The task
Print the data below exactly as it stands, and keep the pictures out.

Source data
- Opening Delimiter -

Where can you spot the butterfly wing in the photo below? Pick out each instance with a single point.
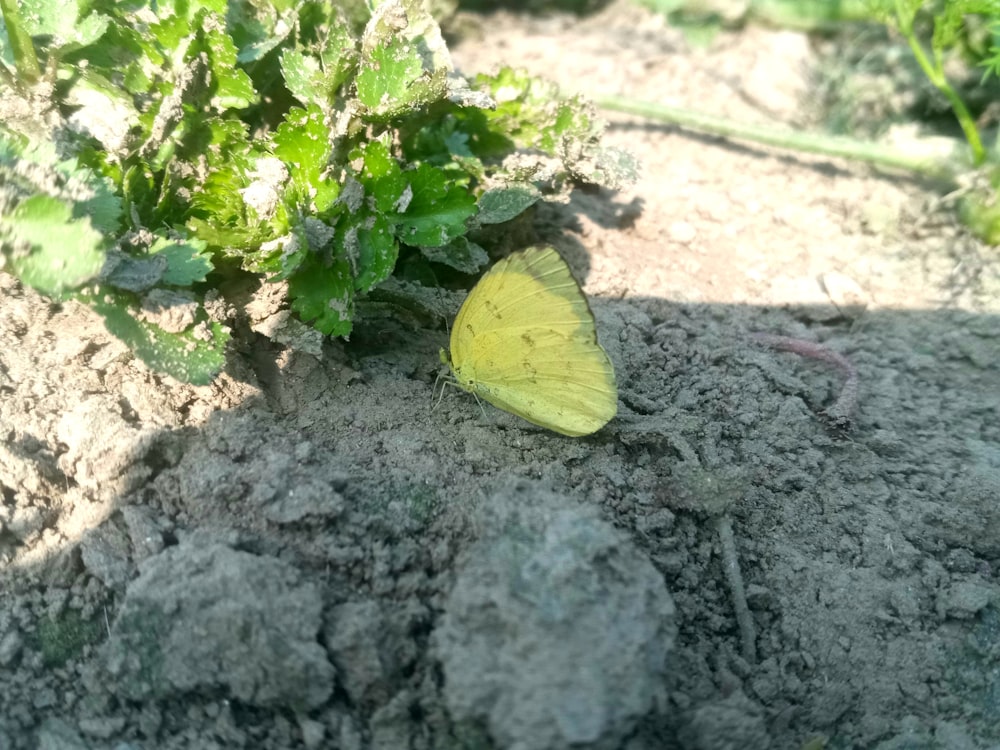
(525, 341)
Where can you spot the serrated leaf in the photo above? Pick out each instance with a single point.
(131, 274)
(460, 254)
(63, 253)
(302, 141)
(404, 61)
(61, 21)
(323, 296)
(372, 251)
(193, 356)
(385, 185)
(501, 204)
(436, 213)
(233, 88)
(187, 260)
(303, 76)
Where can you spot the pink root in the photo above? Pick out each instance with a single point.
(841, 414)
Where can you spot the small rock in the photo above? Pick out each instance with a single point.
(966, 599)
(557, 629)
(56, 734)
(210, 617)
(10, 648)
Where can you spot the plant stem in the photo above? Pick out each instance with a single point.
(20, 43)
(935, 74)
(816, 143)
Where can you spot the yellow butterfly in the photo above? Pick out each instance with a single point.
(525, 341)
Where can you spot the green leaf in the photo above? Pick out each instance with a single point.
(61, 21)
(233, 88)
(323, 296)
(187, 260)
(381, 178)
(501, 204)
(62, 253)
(460, 254)
(302, 141)
(404, 62)
(437, 211)
(192, 356)
(314, 76)
(372, 250)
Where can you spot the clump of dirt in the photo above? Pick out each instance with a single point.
(308, 554)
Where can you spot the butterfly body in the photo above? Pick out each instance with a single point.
(525, 341)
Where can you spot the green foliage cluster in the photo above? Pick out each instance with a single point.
(146, 148)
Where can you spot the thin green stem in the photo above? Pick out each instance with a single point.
(935, 74)
(20, 43)
(816, 143)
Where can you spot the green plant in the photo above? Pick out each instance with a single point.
(63, 638)
(936, 31)
(148, 150)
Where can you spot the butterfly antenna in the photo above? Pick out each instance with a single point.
(445, 379)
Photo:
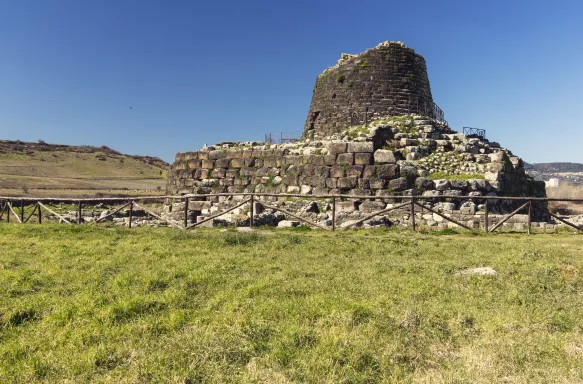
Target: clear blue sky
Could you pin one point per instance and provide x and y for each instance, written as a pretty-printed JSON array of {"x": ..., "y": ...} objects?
[{"x": 198, "y": 72}]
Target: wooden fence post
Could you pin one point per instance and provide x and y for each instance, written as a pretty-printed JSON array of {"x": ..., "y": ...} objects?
[
  {"x": 333, "y": 214},
  {"x": 251, "y": 211},
  {"x": 486, "y": 223},
  {"x": 413, "y": 213},
  {"x": 529, "y": 215},
  {"x": 131, "y": 213},
  {"x": 185, "y": 212}
]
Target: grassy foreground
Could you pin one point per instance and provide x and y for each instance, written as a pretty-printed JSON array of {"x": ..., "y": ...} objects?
[{"x": 82, "y": 304}]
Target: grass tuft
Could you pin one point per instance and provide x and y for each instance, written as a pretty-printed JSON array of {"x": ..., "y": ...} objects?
[{"x": 99, "y": 304}]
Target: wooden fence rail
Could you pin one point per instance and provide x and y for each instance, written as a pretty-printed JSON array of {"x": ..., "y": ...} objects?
[{"x": 7, "y": 208}]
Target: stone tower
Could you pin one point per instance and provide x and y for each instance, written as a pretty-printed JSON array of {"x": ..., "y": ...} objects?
[{"x": 389, "y": 80}]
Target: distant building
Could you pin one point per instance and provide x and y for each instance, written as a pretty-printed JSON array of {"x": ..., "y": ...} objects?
[{"x": 554, "y": 182}]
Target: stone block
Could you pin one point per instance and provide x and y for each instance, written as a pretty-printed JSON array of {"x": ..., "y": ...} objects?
[
  {"x": 442, "y": 185},
  {"x": 320, "y": 191},
  {"x": 321, "y": 170},
  {"x": 363, "y": 183},
  {"x": 290, "y": 179},
  {"x": 345, "y": 207},
  {"x": 293, "y": 189},
  {"x": 270, "y": 162},
  {"x": 347, "y": 182},
  {"x": 336, "y": 148},
  {"x": 378, "y": 183},
  {"x": 355, "y": 147},
  {"x": 293, "y": 160},
  {"x": 234, "y": 154},
  {"x": 371, "y": 206},
  {"x": 247, "y": 171},
  {"x": 362, "y": 158},
  {"x": 194, "y": 163},
  {"x": 316, "y": 181},
  {"x": 208, "y": 164},
  {"x": 318, "y": 160},
  {"x": 386, "y": 171},
  {"x": 422, "y": 183},
  {"x": 497, "y": 157},
  {"x": 331, "y": 182},
  {"x": 237, "y": 163},
  {"x": 218, "y": 173},
  {"x": 479, "y": 185},
  {"x": 369, "y": 171},
  {"x": 493, "y": 176},
  {"x": 214, "y": 155},
  {"x": 354, "y": 170},
  {"x": 459, "y": 184},
  {"x": 398, "y": 185},
  {"x": 495, "y": 167},
  {"x": 222, "y": 163},
  {"x": 345, "y": 158},
  {"x": 383, "y": 156},
  {"x": 337, "y": 171}
]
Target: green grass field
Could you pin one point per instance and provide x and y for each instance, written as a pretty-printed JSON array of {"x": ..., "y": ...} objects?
[{"x": 85, "y": 304}]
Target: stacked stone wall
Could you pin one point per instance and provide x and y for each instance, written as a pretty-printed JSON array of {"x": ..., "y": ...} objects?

- Closing Delimiter -

Answer box
Where can you spot the butterfly wing in the photo below? Pick out each instance with a single point.
(525, 341)
Where can you spot the serrated leaf in the photo above? Pick out each instance with a single point.
(131, 274)
(460, 254)
(63, 253)
(302, 141)
(404, 61)
(61, 21)
(323, 296)
(372, 251)
(193, 356)
(385, 185)
(501, 204)
(436, 213)
(233, 88)
(187, 260)
(303, 76)
Where can you spot the pink root in the photo above? Pick out each instance with a single point.
(841, 414)
Where can you spot the small rock in the photo above? Pick out each instance with a single point.
(966, 599)
(557, 629)
(56, 734)
(210, 617)
(10, 648)
Where can you spot the plant stem in the photo above? Pick out each instance with a single point.
(20, 43)
(935, 74)
(816, 143)
Where can you spot the yellow butterfly in the photo above? Pick out each instance with a single point.
(525, 341)
Where can you spot the green leaf in the photo above? Pick out each instance with a single point.
(61, 21)
(233, 88)
(323, 296)
(187, 260)
(381, 178)
(501, 204)
(62, 253)
(460, 254)
(302, 141)
(404, 62)
(437, 211)
(192, 356)
(314, 76)
(372, 250)
Where can you spot the clump of dirt in the photo above? Pick out each instance with a single point.
(308, 554)
Where can you spot the butterfly body in the photo above? Pick out each instance with a single point.
(525, 341)
Where can you spot the green foliage cluster in the photo above? Pick out each instance with a single point.
(146, 148)
Where can you spot the thin green stem in the photo above? Pick out each instance with a single point.
(935, 74)
(20, 43)
(816, 143)
Where can you spot the green plant in the photo above? Pick out each instance with a single point.
(63, 638)
(936, 31)
(148, 150)
Where can you spot the butterfly antenna in the photo above? Pick out each instance with a single point.
(445, 379)
Photo:
Target: clear blue sky
Could you pin one point per instance and provide x and y for each instance, written as a pretty-printed JSON array of {"x": ..., "y": ...} objects?
[{"x": 198, "y": 72}]
Target: wooden fence post
Could you pin one point per instance and provide x and y for each instance, written as a pretty-printed JSON array of {"x": ..., "y": ...} objects?
[
  {"x": 333, "y": 214},
  {"x": 251, "y": 211},
  {"x": 486, "y": 223},
  {"x": 413, "y": 213},
  {"x": 529, "y": 215},
  {"x": 131, "y": 213},
  {"x": 185, "y": 212}
]
Target: grassy foreground
Could you pin one point per instance and provide x and y for each instance, written as a pretty-printed JSON array of {"x": ..., "y": ...} objects?
[{"x": 82, "y": 304}]
Target: grass tuft
Could you pin one point per instance and provide x and y for each instance, written as a pretty-printed JSON array of {"x": ..., "y": ...} objects?
[{"x": 99, "y": 304}]
Target: wooden fence rail
Could you pin one point per instance and provide x and y for each instance, written as a pretty-printed JSON array of {"x": ..., "y": ...} objects?
[{"x": 7, "y": 208}]
Target: stone tower
Could you pin one point per instance and provide x and y for each instance, written as a pretty-printed JSON array of {"x": ..., "y": ...} objects?
[{"x": 389, "y": 80}]
Target: distant building
Could you pin one point per instance and provide x and y for each instance, written as a pretty-printed JSON array of {"x": ..., "y": ...} objects?
[{"x": 554, "y": 182}]
Target: stone block
Could you pin one point per instance and provide x and y for each instance, written as a pretty-printed JSON array of {"x": ..., "y": ...} objects?
[
  {"x": 442, "y": 185},
  {"x": 320, "y": 191},
  {"x": 321, "y": 170},
  {"x": 363, "y": 183},
  {"x": 290, "y": 179},
  {"x": 345, "y": 207},
  {"x": 293, "y": 189},
  {"x": 270, "y": 162},
  {"x": 347, "y": 182},
  {"x": 336, "y": 148},
  {"x": 378, "y": 183},
  {"x": 355, "y": 147},
  {"x": 293, "y": 160},
  {"x": 234, "y": 154},
  {"x": 371, "y": 206},
  {"x": 247, "y": 171},
  {"x": 362, "y": 158},
  {"x": 194, "y": 163},
  {"x": 316, "y": 181},
  {"x": 208, "y": 164},
  {"x": 318, "y": 160},
  {"x": 386, "y": 171},
  {"x": 422, "y": 183},
  {"x": 497, "y": 157},
  {"x": 331, "y": 182},
  {"x": 237, "y": 163},
  {"x": 218, "y": 173},
  {"x": 479, "y": 185},
  {"x": 369, "y": 171},
  {"x": 493, "y": 176},
  {"x": 214, "y": 155},
  {"x": 354, "y": 170},
  {"x": 459, "y": 184},
  {"x": 398, "y": 185},
  {"x": 495, "y": 167},
  {"x": 222, "y": 163},
  {"x": 345, "y": 158},
  {"x": 383, "y": 156},
  {"x": 337, "y": 171}
]
Target: green grass field
Could you pin one point per instance and provide x and y for each instance, written as a pretty-printed JSON array of {"x": ..., "y": ...} objects?
[{"x": 85, "y": 304}]
Target: stacked stone wall
Could you pin one point per instance and provide x and y for each instance, written as a pretty-printed JSON array of {"x": ..., "y": ...} objects?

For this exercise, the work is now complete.